— BEGIN INFORMATION GIVEN —

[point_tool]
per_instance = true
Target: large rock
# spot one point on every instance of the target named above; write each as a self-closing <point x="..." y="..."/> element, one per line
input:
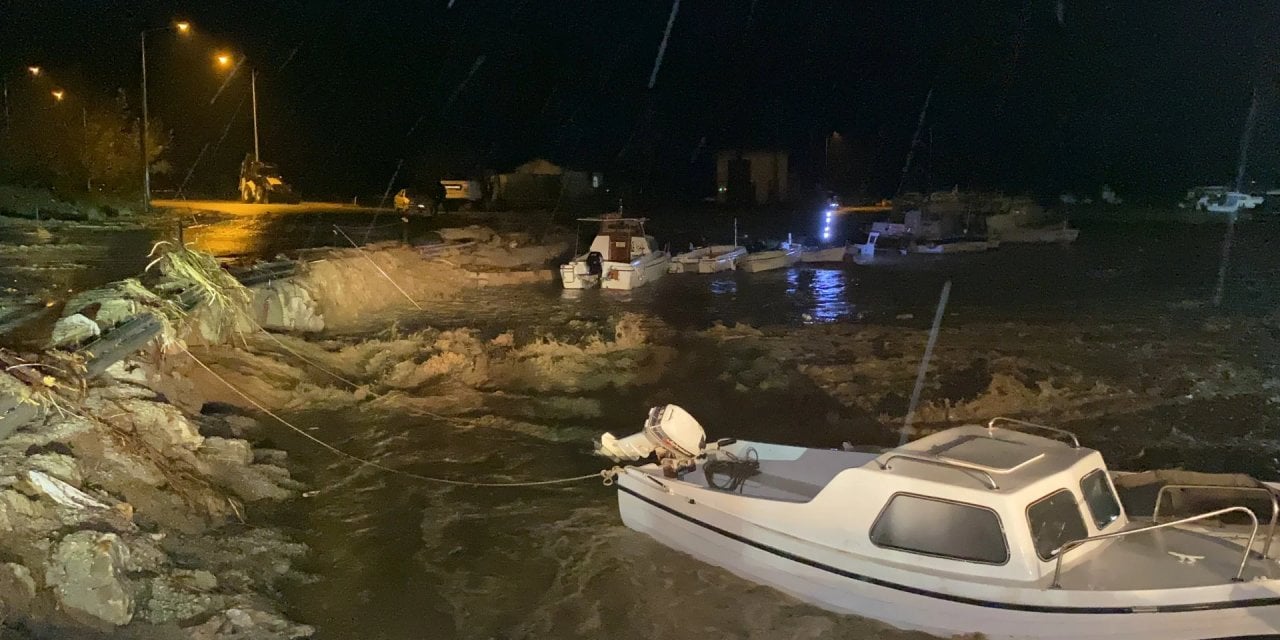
<point x="86" y="575"/>
<point x="73" y="330"/>
<point x="17" y="589"/>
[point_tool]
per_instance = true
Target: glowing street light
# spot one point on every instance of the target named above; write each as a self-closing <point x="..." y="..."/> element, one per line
<point x="183" y="28"/>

— END INFORMATION GIVEN —

§ PROMPT
Please write out all the rows above again, renaming "point_tool" to "pin_tool" and keeping everything else the same. Leave the pictures out.

§ FINISHED EXERCISE
[pin_tool]
per_instance = true
Target: large rock
# spot one point on every instance of the target named above; write each as a self-closing <point x="..." y="..."/> element, one per line
input:
<point x="86" y="575"/>
<point x="73" y="330"/>
<point x="17" y="589"/>
[pin_tool]
per_instance = true
Target: glowing street light
# spot one point on every instance of the target named above; write each as a self-closing <point x="..." y="..."/> element, one per line
<point x="183" y="28"/>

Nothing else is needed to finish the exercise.